§ **The request**
Quote every item below word for word, leaving out the pictures.

** Start of Data **

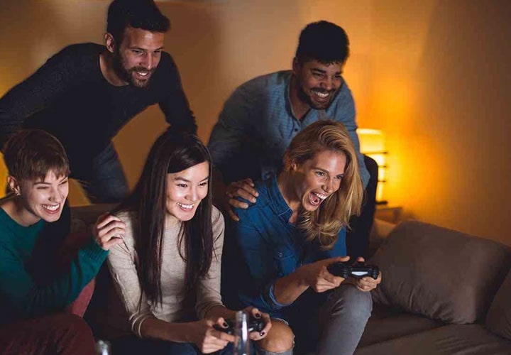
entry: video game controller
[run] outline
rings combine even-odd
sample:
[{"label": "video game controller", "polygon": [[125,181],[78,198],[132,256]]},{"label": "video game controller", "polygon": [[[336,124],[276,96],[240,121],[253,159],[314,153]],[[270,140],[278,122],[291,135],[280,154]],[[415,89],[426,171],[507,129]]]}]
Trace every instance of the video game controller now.
[{"label": "video game controller", "polygon": [[[224,332],[228,334],[233,335],[234,334],[234,322],[231,320],[226,320],[226,323],[227,323],[226,328],[224,328],[219,324],[214,324],[213,327],[220,332]],[[248,332],[251,333],[252,332],[257,332],[258,333],[260,333],[264,329],[265,325],[266,325],[266,324],[262,319],[255,318],[251,315],[248,319]]]},{"label": "video game controller", "polygon": [[380,273],[380,269],[375,265],[370,265],[361,261],[349,263],[334,263],[326,267],[326,270],[335,276],[346,278],[351,276],[356,278],[362,278],[370,276],[376,280]]}]

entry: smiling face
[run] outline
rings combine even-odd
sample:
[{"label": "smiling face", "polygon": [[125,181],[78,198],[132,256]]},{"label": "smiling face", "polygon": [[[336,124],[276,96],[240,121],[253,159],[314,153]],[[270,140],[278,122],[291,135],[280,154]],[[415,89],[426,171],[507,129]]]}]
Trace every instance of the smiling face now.
[{"label": "smiling face", "polygon": [[[114,65],[117,75],[126,83],[147,87],[160,63],[164,34],[127,27],[119,46],[110,47],[114,53]],[[107,34],[107,47],[114,38]]]},{"label": "smiling face", "polygon": [[341,187],[346,155],[334,151],[323,151],[302,164],[293,164],[295,194],[302,207],[312,212]]},{"label": "smiling face", "polygon": [[315,109],[328,107],[342,84],[343,67],[344,63],[326,65],[316,60],[300,62],[295,58],[293,74],[300,99]]},{"label": "smiling face", "polygon": [[49,171],[44,180],[24,180],[13,181],[9,177],[9,185],[18,195],[22,207],[22,218],[28,224],[39,219],[53,222],[60,218],[64,203],[69,192],[67,176],[56,176]]},{"label": "smiling face", "polygon": [[204,161],[179,173],[167,174],[167,212],[179,221],[193,218],[207,195],[209,164]]}]

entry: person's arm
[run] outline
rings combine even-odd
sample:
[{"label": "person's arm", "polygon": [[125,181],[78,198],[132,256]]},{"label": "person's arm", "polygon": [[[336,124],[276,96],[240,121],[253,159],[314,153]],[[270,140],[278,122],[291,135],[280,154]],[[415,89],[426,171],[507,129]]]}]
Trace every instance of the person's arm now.
[{"label": "person's arm", "polygon": [[13,249],[0,247],[0,293],[26,317],[63,310],[96,275],[106,257],[92,239],[72,260],[69,271],[47,285],[35,284]]},{"label": "person's arm", "polygon": [[355,151],[358,158],[358,171],[362,178],[363,187],[366,188],[369,182],[369,172],[366,168],[363,155],[360,151],[360,141],[356,133],[358,127],[355,120],[355,102],[351,95],[351,91],[346,82],[343,83],[343,87],[339,94],[339,97],[337,98],[339,101],[333,112],[333,118],[335,121],[343,124],[348,130],[351,141],[355,146]]},{"label": "person's arm", "polygon": [[0,99],[0,148],[25,119],[43,109],[76,84],[72,59],[65,48]]},{"label": "person's arm", "polygon": [[165,120],[172,126],[197,133],[195,117],[183,91],[177,67],[168,53],[162,53],[158,70],[163,72],[165,78],[160,82],[163,97],[159,102]]},{"label": "person's arm", "polygon": [[233,342],[232,336],[215,330],[213,328],[215,323],[210,320],[170,323],[155,317],[138,282],[131,221],[128,217],[121,219],[126,224],[123,242],[111,248],[108,266],[117,295],[128,314],[132,332],[141,338],[194,343],[203,353],[220,350],[229,342]]}]

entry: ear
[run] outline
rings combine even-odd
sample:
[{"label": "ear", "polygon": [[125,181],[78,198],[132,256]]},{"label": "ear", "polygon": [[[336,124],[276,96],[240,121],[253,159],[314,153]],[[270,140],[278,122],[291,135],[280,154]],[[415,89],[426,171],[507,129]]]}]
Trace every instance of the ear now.
[{"label": "ear", "polygon": [[293,58],[293,64],[292,64],[292,72],[295,75],[298,75],[300,72],[302,70],[302,63],[300,63],[300,60],[295,57]]},{"label": "ear", "polygon": [[115,51],[116,41],[111,33],[105,33],[105,46],[109,52],[113,53]]},{"label": "ear", "polygon": [[12,175],[9,175],[7,177],[7,185],[9,186],[9,188],[11,191],[14,192],[14,195],[16,196],[19,196],[21,195],[21,192],[20,191],[20,186],[19,183],[18,182],[18,180]]}]

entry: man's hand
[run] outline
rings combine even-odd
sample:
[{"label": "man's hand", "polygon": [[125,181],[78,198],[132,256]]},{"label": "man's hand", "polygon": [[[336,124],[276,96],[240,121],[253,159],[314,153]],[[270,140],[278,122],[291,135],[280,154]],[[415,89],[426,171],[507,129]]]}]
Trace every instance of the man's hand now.
[{"label": "man's hand", "polygon": [[190,342],[199,348],[203,354],[211,354],[221,350],[229,342],[234,342],[234,336],[216,330],[213,325],[218,324],[222,327],[226,326],[225,320],[221,317],[216,319],[204,319],[187,324],[189,327],[188,336]]},{"label": "man's hand", "polygon": [[260,333],[258,332],[252,332],[250,334],[251,340],[257,341],[260,340],[268,334],[270,328],[271,328],[271,320],[270,319],[270,315],[268,313],[263,313],[259,312],[257,308],[248,306],[243,310],[248,312],[254,318],[262,319],[265,322],[265,327],[261,330]]},{"label": "man's hand", "polygon": [[300,268],[302,277],[305,283],[312,288],[317,293],[322,293],[339,287],[344,278],[340,276],[334,276],[328,272],[326,268],[329,265],[346,262],[349,260],[349,256],[339,256],[328,259],[320,260],[311,264],[307,264]]},{"label": "man's hand", "polygon": [[94,240],[104,250],[109,250],[122,242],[126,224],[117,216],[109,213],[101,214],[92,226]]},{"label": "man's hand", "polygon": [[[362,257],[358,257],[357,258],[357,261],[361,261],[363,263],[365,260]],[[355,279],[352,283],[355,285],[355,286],[356,286],[356,288],[361,291],[369,292],[371,290],[374,290],[375,288],[376,288],[376,287],[380,282],[381,271],[380,271],[378,277],[376,280],[371,278],[370,276],[366,276],[365,278]]]},{"label": "man's hand", "polygon": [[239,217],[233,212],[231,208],[231,206],[243,209],[248,208],[248,203],[238,201],[236,200],[236,197],[243,198],[252,203],[257,202],[256,197],[259,197],[259,193],[253,188],[254,186],[252,179],[248,178],[240,181],[235,181],[226,189],[226,196],[227,197],[226,210],[234,221],[239,221]]}]

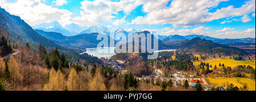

** End of Data **

§ **Solution to this task**
entry: video game controller
[run] outline
rings combine even-odd
sample:
[{"label": "video game controller", "polygon": [[125,181],[78,198],[132,256]]},{"label": "video game controller", "polygon": [[[336,124],[276,96],[240,121],[253,159],[314,153]],[[270,140],[278,122],[291,135],[280,154]],[[415,89],[426,171],[507,129]]]}]
Trace every instance of the video game controller now.
[{"label": "video game controller", "polygon": [[[224,332],[228,334],[233,335],[234,334],[234,322],[231,320],[226,320],[226,323],[227,323],[226,328],[224,328],[219,324],[214,324],[213,327],[220,332]],[[248,332],[251,333],[252,332],[257,332],[258,333],[260,333],[264,329],[265,325],[266,325],[266,324],[262,319],[255,318],[251,315],[248,319]]]},{"label": "video game controller", "polygon": [[380,273],[380,269],[375,265],[370,265],[361,261],[349,263],[334,263],[326,267],[326,270],[335,276],[346,278],[351,276],[356,278],[362,278],[370,276],[376,280]]}]

entry: smiling face
[run] outline
rings combine even-odd
sample:
[{"label": "smiling face", "polygon": [[125,181],[78,198],[132,256]]},{"label": "smiling face", "polygon": [[[336,124],[276,96],[240,121],[253,159],[314,153]],[[270,140],[278,122],[291,135],[280,154]],[[415,89],[426,171],[507,129]]]}]
Trace every instance of the smiling face now.
[{"label": "smiling face", "polygon": [[[114,65],[117,75],[126,83],[147,87],[160,63],[164,34],[127,27],[119,46],[110,47],[114,53]],[[107,34],[107,47],[114,38]]]},{"label": "smiling face", "polygon": [[341,187],[346,155],[334,151],[323,151],[302,164],[293,164],[295,194],[302,207],[312,212]]},{"label": "smiling face", "polygon": [[315,109],[328,107],[342,84],[343,67],[344,63],[326,65],[316,60],[300,62],[295,58],[293,74],[300,99]]},{"label": "smiling face", "polygon": [[49,171],[44,180],[24,180],[13,181],[9,177],[9,185],[18,195],[22,207],[22,218],[28,224],[39,219],[53,222],[60,218],[64,203],[69,192],[67,176],[56,176]]},{"label": "smiling face", "polygon": [[204,161],[179,173],[167,174],[167,212],[179,221],[193,218],[207,195],[209,164]]}]

entry: person's arm
[run] outline
rings combine even-odd
sample:
[{"label": "person's arm", "polygon": [[125,181],[78,198],[132,256]]},{"label": "person's arm", "polygon": [[[336,124],[276,96],[240,121],[253,159],[314,153]],[[270,140],[278,122],[291,135],[280,154]],[[415,89],[426,171],[507,129]]]}]
Trace every instance of the person's arm now.
[{"label": "person's arm", "polygon": [[13,249],[0,247],[0,293],[26,317],[63,310],[96,275],[106,257],[92,239],[72,260],[69,271],[47,285],[35,284]]},{"label": "person's arm", "polygon": [[355,151],[358,158],[358,171],[362,178],[363,187],[366,188],[369,182],[369,172],[366,168],[363,155],[360,151],[360,141],[356,133],[358,127],[355,120],[355,102],[351,95],[351,91],[346,82],[343,83],[343,87],[339,94],[339,97],[337,98],[339,101],[333,112],[333,118],[335,121],[343,124],[348,130],[351,141],[355,146]]},{"label": "person's arm", "polygon": [[0,99],[0,148],[25,119],[43,109],[76,84],[72,59],[65,48]]},{"label": "person's arm", "polygon": [[165,120],[172,126],[197,133],[195,117],[183,91],[177,67],[168,53],[162,53],[158,70],[163,72],[165,78],[160,82],[163,97],[159,102]]},{"label": "person's arm", "polygon": [[233,342],[232,336],[215,330],[213,328],[215,323],[210,320],[170,323],[155,317],[138,282],[131,221],[128,217],[121,219],[126,224],[123,242],[111,248],[108,266],[117,295],[128,314],[132,332],[141,338],[194,343],[203,353],[220,350],[229,342]]}]

entry: ear
[run] outline
rings combine even-odd
sample:
[{"label": "ear", "polygon": [[125,181],[78,198],[132,256]]},{"label": "ear", "polygon": [[[336,124],[276,96],[240,121],[253,159],[314,153]],[[270,140],[278,122],[291,135],[280,154]],[[415,89],[426,171],[507,129]]]}]
Trace every instance of the ear now.
[{"label": "ear", "polygon": [[293,58],[293,64],[292,64],[292,72],[295,75],[298,75],[300,72],[302,70],[302,63],[300,63],[300,60],[295,57]]},{"label": "ear", "polygon": [[115,51],[116,41],[111,33],[105,33],[105,46],[109,52],[113,53]]},{"label": "ear", "polygon": [[12,175],[9,175],[7,177],[7,185],[9,186],[9,188],[11,191],[14,192],[14,195],[16,196],[19,196],[21,195],[21,192],[20,191],[20,186],[19,183],[18,182],[18,180]]}]

entry: man's hand
[run] outline
rings combine even-odd
sample:
[{"label": "man's hand", "polygon": [[125,181],[78,198],[132,256]]},{"label": "man's hand", "polygon": [[[336,124],[276,96],[240,121],[253,159],[314,153]],[[270,140],[278,122],[291,135],[280,154]],[[415,89],[426,171],[507,129]]]}]
Trace every instance of the man's hand now.
[{"label": "man's hand", "polygon": [[190,342],[199,348],[203,354],[211,354],[221,350],[229,342],[234,342],[234,336],[216,330],[213,325],[218,324],[222,327],[226,326],[225,320],[221,317],[216,319],[204,319],[187,324],[189,327],[188,336]]},{"label": "man's hand", "polygon": [[260,333],[258,332],[252,332],[250,334],[251,340],[257,341],[260,340],[268,334],[270,328],[271,328],[271,320],[270,319],[270,315],[268,313],[263,313],[259,312],[257,308],[248,306],[243,310],[248,312],[254,318],[262,319],[265,322],[265,327],[261,330]]},{"label": "man's hand", "polygon": [[300,268],[302,277],[305,283],[312,288],[317,293],[322,293],[339,287],[344,278],[340,276],[334,276],[328,272],[326,268],[329,265],[346,262],[349,260],[349,256],[339,256],[328,259],[320,260],[311,264],[307,264]]},{"label": "man's hand", "polygon": [[94,240],[104,250],[109,250],[122,242],[126,224],[117,216],[109,213],[101,214],[92,226]]},{"label": "man's hand", "polygon": [[[362,257],[358,257],[357,258],[357,261],[361,261],[363,263],[365,260]],[[355,279],[352,283],[355,285],[355,286],[356,286],[356,288],[361,291],[369,292],[371,290],[374,290],[375,288],[376,288],[376,287],[380,282],[381,271],[380,271],[378,277],[376,280],[371,278],[370,276],[366,276],[365,278]]]},{"label": "man's hand", "polygon": [[239,217],[233,212],[231,208],[231,206],[243,209],[248,208],[248,203],[238,201],[236,200],[236,197],[243,198],[252,203],[257,202],[256,197],[259,197],[259,193],[253,188],[254,186],[252,179],[248,178],[240,181],[235,181],[226,189],[226,196],[227,197],[226,210],[234,221],[239,221]]}]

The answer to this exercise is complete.